Set exercise. Rewrite every item below in full, keeping each request word for word, but increase both numbers in each answer's pixel coordinates by 56.
________________________
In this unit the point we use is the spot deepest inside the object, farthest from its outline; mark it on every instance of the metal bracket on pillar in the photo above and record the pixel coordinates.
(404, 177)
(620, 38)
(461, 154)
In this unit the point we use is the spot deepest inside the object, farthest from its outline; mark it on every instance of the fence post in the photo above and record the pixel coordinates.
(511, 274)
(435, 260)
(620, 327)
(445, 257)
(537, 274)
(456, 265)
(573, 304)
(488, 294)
________________________
Answer to the exercise.
In this unit the point we use is the spot deepest inside the object, farthest from its outline; mark it on every instance of the metal bracket on pillar in the photo above and record the pixel coordinates.
(460, 233)
(676, 94)
(517, 210)
In this unit the point we use is the spot deepest inside the object, farthest from its outline; mark it on every instance of the fence post in the photo above and record the pixel coordinates.
(567, 330)
(491, 316)
(676, 383)
(501, 313)
(593, 330)
(512, 321)
(629, 360)
(544, 350)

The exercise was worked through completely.